Tasks to perform —
A – According to the power grid text, what did the chronic phase imbalance average in the circuits monitored in early studies?
B – Translate this sentence from the power grid text into Spanish: "These losses have seldom been measured in the grid and little study has been done of the amount of phase imbalance on the grid today."
C – List every numbered section heading in the power grid text, with its number.

Quoted text —
^^^^^^^^

Given the ability to get customers to shift load when requested, and to do bottom up simulation it becomes possible to work with customers who have the ability to shift load to different times of the day or week. This ability to do load scheduling could have an impact on transmission and other capital expenses.

B.4.3.4 Curtailment Planning


To do proper load reduction, for either de-rated equipment or for planned outage or even to deal with load growth that has gotten ahead of system upgrades takes having data on what the loads are and what can be curtailed. In California, load curtailment has been called rolling blackouts, the best that can be done without an ability to control the demand on the system in a more granular fashion. By using curtailment planning, notice can be given in advance to the impacted customers and they have enough time to respond if they have an option in their contract to keep the power on.

B.4.3.5 Selective Load Management through Home Area Networks


With the deployment of home area networks the utility can choose to manage the load on the grid, to manage peak, to manage customer bills, to allow for a generation or transmission issue to be corrected or other reasons. This can permit, with the right equipment the reduction in the need for reserve margin in generation and for rolling reserve, the selective load management becoming a virtual power plant that is a callable and schedulable asset.

B.4.4 Power Quality Management

B.4.4.1 Power Quality Monitoring


Today for some larger customers and at select locations on the grid we are able to monitor harmonics, wave form, phase angles and other power quality indicators. The need continues to grow as large screen televisions and other consumer electronics devices are increasingly adding harmonics to the system. With the newest metering technology some power quality monitoring is built into the meter and more is on the way. While not every house needs to monitor power quality, a percentage of the meters deployed should probably have this advanced capability.

B.4.4.2 Asset Load Monitoring


With Connectivity Verification and Geo-Location information it is possible to group the devices in a tree structure that correctly shows connection points in the grid. With the ability to read intervals from the meters it is then possible to build a picture of the load that each asset (e.g. transformers, conductors, etc.) are subjected to. This allows an operator to monitor heavily loaded assets and look for ways to off load some of the demand from that asset. It also allows a maintenance planner to prioritize what maintenance should be done to maximize the reliability of the grid, as part of a reliability centered maintenance program.

B.4.4.3 Phase Balancing


One of the least talked about issues with losses in the distribution grid today is single phase load and the imbalance it can cause between the phases. These losses have seldom been measured in the grid and little study has been done of the amount of phase imbalance on the grid today. In early studies the chronic phase imbalance in several circuits that were monitored averaged over 10 percent. While correction is hard when the circuit is run as single phase laterals, in many cases there is enough load on the feeder portion of the circuit to allow rebalancing of the circuit to eliminate more than half of the chronic phase imbalance.

^^^^^^^^

Given data —
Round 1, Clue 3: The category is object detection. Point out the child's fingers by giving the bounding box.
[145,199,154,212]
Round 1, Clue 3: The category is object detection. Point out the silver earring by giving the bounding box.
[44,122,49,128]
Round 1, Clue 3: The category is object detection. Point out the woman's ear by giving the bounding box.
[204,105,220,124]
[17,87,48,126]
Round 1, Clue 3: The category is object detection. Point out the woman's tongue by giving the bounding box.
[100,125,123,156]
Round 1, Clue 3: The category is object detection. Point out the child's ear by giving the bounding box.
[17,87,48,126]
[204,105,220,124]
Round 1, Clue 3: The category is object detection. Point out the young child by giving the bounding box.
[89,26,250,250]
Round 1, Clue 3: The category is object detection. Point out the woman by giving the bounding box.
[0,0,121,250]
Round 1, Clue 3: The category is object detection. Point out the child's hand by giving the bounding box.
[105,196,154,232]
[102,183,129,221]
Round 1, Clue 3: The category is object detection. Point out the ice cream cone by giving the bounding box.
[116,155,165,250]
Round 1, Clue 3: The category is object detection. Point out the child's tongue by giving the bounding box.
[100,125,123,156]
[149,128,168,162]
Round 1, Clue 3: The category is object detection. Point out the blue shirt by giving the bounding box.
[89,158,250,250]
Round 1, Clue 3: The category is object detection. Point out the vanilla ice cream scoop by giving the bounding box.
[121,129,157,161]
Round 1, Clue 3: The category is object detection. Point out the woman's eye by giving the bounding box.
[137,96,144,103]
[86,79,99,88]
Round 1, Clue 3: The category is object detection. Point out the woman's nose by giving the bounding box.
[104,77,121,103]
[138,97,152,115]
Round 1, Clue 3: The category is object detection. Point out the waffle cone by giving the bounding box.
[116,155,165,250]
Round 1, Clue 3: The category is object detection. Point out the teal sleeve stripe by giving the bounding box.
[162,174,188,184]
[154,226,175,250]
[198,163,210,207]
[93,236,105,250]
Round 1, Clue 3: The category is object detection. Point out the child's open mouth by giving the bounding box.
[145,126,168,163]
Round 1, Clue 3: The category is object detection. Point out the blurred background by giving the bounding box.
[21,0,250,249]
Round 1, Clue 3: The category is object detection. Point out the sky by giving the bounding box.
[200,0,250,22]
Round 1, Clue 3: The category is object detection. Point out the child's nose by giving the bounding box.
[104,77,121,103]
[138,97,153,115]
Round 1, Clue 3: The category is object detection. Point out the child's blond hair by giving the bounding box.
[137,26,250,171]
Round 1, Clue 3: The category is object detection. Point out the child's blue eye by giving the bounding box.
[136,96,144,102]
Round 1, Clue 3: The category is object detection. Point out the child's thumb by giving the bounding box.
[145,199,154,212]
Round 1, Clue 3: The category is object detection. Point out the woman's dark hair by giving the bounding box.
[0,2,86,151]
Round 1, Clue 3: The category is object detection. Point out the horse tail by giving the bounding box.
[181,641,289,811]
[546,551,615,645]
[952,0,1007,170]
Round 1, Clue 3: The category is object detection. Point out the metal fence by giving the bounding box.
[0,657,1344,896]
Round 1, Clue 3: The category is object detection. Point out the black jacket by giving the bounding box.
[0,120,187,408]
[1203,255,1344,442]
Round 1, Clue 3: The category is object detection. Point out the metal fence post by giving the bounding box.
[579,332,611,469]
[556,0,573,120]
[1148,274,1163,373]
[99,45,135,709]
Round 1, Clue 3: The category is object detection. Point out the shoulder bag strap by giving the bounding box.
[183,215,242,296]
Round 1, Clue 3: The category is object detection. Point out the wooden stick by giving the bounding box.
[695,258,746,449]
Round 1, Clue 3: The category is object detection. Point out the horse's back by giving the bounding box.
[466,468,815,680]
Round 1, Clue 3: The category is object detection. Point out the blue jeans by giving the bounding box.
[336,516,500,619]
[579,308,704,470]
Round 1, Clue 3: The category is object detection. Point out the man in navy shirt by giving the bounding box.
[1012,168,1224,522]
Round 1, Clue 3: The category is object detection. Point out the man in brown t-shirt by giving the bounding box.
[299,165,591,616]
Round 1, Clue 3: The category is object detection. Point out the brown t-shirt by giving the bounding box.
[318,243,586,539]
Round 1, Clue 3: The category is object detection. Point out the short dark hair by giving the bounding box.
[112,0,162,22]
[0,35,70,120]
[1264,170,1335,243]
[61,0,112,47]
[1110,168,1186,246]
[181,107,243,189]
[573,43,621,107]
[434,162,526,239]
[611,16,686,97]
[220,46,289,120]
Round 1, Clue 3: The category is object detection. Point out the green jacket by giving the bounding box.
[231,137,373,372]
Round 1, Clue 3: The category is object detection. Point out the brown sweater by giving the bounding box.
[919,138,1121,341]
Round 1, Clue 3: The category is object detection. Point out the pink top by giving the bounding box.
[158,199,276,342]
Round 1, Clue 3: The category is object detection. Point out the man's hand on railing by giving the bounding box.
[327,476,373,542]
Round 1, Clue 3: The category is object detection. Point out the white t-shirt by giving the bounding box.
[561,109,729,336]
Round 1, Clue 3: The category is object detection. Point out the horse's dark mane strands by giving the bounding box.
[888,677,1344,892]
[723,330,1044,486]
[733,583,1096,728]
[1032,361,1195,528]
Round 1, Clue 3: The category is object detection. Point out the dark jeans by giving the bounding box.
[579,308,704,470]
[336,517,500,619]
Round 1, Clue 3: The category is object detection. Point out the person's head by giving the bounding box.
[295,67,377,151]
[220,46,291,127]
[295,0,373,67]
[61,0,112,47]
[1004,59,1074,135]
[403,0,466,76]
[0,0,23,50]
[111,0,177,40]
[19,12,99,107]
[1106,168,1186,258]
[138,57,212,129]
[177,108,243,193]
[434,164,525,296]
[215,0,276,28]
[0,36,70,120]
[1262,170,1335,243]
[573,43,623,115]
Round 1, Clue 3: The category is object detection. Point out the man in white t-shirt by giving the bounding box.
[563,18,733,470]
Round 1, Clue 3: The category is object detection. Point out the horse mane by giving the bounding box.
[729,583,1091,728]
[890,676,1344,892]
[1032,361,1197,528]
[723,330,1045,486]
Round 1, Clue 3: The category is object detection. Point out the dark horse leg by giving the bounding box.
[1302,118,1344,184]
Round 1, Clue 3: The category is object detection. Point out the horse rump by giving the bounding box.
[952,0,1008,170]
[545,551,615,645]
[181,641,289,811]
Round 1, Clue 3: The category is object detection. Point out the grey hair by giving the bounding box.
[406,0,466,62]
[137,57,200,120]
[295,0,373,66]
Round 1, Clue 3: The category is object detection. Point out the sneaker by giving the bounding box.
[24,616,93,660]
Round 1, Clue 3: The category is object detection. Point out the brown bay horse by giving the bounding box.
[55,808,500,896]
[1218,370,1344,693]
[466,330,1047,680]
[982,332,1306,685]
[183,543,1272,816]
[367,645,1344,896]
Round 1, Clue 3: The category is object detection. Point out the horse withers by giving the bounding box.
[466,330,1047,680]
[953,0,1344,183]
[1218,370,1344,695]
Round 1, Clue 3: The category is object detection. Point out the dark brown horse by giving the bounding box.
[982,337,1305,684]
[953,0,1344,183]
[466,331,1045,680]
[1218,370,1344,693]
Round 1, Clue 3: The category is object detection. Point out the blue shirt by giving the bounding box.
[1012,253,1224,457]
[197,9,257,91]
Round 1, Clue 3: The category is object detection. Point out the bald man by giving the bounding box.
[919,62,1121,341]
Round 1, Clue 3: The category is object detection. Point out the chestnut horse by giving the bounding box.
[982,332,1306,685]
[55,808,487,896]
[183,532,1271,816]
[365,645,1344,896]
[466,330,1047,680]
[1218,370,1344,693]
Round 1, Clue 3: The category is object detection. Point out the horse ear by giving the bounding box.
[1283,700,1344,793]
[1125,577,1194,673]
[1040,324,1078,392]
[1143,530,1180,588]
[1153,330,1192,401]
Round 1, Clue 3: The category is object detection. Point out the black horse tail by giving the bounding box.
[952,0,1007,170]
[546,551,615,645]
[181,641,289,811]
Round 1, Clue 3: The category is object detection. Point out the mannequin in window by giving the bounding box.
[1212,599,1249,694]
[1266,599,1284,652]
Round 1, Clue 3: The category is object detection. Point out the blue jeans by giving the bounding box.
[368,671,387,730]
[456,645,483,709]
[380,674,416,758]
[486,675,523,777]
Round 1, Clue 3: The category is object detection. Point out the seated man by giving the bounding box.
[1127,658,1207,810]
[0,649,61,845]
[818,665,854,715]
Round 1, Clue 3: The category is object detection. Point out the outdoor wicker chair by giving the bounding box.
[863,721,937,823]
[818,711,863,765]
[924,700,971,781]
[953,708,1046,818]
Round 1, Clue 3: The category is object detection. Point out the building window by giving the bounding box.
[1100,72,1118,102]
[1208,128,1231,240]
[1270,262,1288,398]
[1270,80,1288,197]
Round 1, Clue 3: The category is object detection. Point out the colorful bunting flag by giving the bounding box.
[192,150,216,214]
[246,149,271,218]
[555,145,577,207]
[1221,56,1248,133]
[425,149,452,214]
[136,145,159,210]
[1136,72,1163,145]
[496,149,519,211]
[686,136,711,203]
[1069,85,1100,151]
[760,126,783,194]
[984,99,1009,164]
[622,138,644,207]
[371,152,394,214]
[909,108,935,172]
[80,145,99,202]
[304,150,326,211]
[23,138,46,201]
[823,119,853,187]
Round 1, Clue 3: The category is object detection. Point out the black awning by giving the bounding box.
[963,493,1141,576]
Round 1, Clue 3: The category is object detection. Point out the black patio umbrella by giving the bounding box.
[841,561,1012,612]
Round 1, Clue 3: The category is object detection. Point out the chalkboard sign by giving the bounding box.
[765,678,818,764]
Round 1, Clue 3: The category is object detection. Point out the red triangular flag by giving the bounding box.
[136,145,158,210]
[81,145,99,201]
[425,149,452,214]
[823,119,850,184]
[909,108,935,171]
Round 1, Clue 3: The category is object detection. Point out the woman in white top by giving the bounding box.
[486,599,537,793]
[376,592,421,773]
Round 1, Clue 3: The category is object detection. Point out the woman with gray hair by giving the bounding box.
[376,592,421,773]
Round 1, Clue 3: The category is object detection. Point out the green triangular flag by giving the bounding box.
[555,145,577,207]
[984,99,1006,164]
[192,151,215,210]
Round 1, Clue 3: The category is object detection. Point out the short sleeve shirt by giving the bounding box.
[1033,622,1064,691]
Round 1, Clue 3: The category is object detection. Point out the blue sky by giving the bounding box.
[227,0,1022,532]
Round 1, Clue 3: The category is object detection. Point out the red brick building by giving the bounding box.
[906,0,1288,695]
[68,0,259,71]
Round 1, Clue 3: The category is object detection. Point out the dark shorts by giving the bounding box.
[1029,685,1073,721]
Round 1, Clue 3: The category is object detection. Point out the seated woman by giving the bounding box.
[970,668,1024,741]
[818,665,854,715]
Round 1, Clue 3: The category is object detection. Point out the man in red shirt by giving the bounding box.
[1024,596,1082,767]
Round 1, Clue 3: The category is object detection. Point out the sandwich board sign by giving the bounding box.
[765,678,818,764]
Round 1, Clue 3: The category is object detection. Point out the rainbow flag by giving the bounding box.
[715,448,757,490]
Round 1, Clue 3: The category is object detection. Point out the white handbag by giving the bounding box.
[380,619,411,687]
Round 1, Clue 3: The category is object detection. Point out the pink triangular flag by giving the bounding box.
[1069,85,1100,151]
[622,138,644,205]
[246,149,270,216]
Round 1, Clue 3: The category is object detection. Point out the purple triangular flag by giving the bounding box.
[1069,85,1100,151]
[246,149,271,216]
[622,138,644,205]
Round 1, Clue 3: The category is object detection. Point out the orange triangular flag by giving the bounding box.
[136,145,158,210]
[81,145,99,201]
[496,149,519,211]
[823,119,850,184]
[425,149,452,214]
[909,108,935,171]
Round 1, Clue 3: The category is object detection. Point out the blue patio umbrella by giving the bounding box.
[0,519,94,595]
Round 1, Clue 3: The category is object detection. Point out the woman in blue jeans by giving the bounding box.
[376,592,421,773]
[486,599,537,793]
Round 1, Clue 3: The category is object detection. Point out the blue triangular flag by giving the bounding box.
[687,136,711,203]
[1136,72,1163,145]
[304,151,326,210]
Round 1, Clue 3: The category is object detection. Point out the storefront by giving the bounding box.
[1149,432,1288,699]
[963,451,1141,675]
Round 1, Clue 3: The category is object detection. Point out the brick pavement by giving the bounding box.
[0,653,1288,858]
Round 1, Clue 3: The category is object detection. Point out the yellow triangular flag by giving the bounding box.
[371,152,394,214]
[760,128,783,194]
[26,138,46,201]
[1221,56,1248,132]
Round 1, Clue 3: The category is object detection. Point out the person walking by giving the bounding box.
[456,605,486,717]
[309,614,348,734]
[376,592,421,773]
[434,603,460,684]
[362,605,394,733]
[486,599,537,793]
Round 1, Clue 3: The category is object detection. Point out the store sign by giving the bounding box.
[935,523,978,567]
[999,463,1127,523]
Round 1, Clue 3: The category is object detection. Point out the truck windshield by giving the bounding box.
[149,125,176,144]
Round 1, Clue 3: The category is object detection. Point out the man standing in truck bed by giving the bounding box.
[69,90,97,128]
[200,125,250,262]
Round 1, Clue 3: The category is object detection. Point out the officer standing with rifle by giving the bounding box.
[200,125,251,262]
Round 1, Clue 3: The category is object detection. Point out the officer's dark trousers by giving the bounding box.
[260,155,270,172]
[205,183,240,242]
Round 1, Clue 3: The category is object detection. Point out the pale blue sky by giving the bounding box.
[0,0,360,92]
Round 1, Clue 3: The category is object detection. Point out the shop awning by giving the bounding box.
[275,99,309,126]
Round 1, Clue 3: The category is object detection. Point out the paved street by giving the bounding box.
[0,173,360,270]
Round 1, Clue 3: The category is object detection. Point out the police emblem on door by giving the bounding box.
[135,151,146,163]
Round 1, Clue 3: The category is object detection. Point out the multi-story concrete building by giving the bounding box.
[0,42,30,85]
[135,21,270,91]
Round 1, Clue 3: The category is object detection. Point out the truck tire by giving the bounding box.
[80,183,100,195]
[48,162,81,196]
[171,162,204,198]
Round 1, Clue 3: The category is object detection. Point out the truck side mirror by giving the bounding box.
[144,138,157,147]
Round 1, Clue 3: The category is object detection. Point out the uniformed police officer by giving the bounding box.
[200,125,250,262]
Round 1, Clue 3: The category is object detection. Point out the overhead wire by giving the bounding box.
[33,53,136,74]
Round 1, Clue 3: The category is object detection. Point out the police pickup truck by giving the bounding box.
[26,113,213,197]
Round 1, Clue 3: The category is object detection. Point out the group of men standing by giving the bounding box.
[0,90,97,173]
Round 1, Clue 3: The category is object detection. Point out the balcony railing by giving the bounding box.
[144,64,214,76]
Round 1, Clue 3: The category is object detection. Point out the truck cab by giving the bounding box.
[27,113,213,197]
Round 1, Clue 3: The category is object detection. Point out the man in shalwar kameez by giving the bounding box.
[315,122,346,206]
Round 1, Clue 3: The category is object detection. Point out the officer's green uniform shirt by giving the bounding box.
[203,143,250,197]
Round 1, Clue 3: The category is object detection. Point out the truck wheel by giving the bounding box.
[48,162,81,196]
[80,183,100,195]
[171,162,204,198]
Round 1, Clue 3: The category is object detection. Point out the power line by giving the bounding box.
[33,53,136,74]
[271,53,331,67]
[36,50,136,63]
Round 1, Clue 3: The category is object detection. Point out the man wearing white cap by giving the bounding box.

^^^^^^^^

Answers provided —
A – Over 10 percent.

B – Estas pérdidas rara vez se han medido en la red y se ha estudiado poco la magnitud del desequilibrio de fases en la red actual.

C –
B.4.3.4 Curtailment Planning
B.4.3.5 Selective Load Management through Home Area Networks
B.4.4 Power Quality Management
B.4.4.1 Power Quality Monitoring
B.4.4.2 Asset Load Monitoring
B.4.4.3 Phase Balancing